## TEXT SHOWN
---

|Question:||I have a 15-year old son that is VERY BLESSED to be athletically talented and academically talented. He’s one of those kids that is loved by everyone for his kind, easy going nature. Because things come easily, he doesn’t have to work at anything.
Our specific problem is that my son is playing competitive basketball in high school. He is starting player on the JV squad, gets a lot of playing time but really doesn’t “hustle” or put effort into it. His high school coaches tell us that he has the ability to play competitively in college.
The lack of effort and living up to his potential is driving my husband nuts, thus putting a lot of strain in the family.
As the mom, I feel we can/should express our disappointment in his lack of effort and remind him that he gets out what he puts in (as does his team). I feel that control over his destiny in basketball is in his own hands and that he will learn when he loses his starting spot or gets negative feedback from his coaches.
My husband is very competitive, type A person who gives 100% in everything and who is very analytical. He has trouble expresses his analytical review of my son’s play in a kind manner – always coming across as judgemental or harsh. I try to help my son by suggesting that he try to see the message (which is usually good) separate from the delivery of the message (which is often very negative).

---

## LISTED ENTRIES

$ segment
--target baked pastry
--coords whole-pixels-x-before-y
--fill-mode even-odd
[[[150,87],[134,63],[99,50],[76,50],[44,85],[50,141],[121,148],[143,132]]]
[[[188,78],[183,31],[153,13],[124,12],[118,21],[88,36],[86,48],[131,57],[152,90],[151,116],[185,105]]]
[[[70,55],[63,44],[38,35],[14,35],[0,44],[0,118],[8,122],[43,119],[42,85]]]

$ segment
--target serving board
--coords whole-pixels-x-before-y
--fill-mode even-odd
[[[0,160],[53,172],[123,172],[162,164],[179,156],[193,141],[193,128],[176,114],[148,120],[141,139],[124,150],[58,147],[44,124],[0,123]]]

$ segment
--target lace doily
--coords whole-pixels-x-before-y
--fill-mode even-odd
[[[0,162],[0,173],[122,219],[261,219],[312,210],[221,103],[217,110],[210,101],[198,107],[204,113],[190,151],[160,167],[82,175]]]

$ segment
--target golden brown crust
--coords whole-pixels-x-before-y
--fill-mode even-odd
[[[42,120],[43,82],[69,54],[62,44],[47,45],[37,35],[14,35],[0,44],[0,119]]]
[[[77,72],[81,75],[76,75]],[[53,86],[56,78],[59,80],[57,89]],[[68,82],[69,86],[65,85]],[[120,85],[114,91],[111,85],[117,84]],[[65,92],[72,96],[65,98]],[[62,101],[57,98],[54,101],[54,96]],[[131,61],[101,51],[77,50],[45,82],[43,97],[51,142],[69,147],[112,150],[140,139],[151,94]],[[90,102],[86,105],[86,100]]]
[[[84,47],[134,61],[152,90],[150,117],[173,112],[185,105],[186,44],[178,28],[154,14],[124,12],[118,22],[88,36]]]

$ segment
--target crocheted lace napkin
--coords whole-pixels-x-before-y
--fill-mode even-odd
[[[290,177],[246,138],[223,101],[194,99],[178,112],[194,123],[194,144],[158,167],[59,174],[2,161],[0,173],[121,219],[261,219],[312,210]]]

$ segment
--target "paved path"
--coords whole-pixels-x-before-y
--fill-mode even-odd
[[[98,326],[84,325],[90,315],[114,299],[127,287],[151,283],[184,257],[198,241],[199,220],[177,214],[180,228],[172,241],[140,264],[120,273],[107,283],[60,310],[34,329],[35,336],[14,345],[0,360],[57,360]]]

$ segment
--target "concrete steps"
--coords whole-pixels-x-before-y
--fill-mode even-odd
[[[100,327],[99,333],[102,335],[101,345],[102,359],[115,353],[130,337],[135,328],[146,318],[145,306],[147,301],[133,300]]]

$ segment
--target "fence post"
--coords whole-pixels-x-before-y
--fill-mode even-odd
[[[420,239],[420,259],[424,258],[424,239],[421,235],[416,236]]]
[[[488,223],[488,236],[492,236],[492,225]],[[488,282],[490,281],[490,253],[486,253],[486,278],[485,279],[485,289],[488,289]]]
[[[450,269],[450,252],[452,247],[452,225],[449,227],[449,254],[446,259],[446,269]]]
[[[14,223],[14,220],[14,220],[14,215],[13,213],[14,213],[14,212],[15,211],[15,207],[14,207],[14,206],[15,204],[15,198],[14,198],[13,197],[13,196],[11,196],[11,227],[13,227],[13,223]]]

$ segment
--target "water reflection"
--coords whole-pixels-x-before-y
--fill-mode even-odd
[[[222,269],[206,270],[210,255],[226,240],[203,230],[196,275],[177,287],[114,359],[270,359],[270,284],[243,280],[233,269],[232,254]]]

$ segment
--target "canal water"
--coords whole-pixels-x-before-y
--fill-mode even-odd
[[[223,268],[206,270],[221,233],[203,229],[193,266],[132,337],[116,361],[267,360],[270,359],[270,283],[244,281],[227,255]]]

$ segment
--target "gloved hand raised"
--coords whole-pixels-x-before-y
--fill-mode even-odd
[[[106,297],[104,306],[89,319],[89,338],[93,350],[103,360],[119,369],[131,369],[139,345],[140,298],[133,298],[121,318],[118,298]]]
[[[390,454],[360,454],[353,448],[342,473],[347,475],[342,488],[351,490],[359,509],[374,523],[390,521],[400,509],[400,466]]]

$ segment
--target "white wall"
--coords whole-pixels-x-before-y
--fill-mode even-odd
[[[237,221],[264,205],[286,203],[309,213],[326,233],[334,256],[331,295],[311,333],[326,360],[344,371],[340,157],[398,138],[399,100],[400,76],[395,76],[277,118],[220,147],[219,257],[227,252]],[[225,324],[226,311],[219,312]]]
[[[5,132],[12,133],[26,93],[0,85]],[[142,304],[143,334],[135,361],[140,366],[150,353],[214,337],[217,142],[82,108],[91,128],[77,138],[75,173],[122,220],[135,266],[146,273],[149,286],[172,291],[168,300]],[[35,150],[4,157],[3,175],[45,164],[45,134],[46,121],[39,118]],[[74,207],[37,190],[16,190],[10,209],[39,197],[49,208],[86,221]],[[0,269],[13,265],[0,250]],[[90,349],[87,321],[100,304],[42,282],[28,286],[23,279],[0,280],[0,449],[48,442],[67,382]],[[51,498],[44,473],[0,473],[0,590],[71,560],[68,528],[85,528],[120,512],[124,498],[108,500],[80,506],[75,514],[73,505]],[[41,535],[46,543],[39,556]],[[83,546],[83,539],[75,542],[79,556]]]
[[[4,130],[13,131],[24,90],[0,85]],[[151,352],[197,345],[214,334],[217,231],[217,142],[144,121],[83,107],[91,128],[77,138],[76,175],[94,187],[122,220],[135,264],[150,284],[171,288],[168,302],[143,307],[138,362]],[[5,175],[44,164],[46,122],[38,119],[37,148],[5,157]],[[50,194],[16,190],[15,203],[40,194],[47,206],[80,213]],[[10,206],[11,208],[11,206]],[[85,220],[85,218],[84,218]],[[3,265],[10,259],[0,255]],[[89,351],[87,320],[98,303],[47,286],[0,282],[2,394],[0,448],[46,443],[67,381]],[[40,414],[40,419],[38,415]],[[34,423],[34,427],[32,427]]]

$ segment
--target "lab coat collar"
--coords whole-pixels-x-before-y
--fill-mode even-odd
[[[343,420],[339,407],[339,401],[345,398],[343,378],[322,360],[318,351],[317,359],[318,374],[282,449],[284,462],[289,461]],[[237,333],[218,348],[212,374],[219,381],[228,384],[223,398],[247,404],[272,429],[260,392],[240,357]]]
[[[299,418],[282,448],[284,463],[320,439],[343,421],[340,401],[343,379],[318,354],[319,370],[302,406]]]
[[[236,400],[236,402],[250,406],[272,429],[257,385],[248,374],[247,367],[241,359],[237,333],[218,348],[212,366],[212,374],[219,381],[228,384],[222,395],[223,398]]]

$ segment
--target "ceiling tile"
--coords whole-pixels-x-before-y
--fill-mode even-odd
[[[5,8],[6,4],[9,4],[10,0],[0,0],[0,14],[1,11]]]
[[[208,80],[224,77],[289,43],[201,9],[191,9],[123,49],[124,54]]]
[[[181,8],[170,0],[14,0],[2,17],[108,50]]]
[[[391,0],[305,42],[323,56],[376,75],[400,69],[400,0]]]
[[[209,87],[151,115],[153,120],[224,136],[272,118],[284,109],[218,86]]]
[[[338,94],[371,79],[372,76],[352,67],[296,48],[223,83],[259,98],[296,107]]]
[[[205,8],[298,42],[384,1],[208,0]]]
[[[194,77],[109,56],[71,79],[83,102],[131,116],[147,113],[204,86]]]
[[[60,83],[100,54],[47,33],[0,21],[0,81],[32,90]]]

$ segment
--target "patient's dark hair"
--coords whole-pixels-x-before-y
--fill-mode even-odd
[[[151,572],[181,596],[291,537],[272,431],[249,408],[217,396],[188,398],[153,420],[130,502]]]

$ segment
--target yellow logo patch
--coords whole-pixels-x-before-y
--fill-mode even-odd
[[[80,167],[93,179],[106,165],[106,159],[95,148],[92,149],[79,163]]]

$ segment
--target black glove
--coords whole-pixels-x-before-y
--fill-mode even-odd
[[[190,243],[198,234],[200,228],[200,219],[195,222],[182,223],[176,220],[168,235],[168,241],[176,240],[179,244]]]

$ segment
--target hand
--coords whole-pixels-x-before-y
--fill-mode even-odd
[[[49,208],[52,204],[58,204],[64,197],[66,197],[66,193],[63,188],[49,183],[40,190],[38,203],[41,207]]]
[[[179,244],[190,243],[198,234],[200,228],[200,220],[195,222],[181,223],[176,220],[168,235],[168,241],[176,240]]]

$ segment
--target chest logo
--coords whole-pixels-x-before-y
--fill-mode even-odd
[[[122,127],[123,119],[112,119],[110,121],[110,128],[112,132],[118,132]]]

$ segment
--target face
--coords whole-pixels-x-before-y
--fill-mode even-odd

---

## APPLY WHAT YOU READ
**1)** In the parenting question, what squad is the son a starting player on?
**2)** List every trait the parenting question uses to describe the husband in its sentence beginning "My husband is".
**3)** Copy the passage of the parenting question between "Our specific problem" and "competitively in college.", inclusive.

## RESULTS IN ORDER
**1)** The JV squad.

**2)**
- Very competitive
- Type A person
- Gives 100% in everything
- Very analytical

**3)**
Our specific problem is that my son is playing competitive basketball in high school. He is starting player on the JV squad, gets a lot of playing time but really doesn’t “hustle” or put effort into it. His high school coaches tell us that he has the ability to play competitively in college.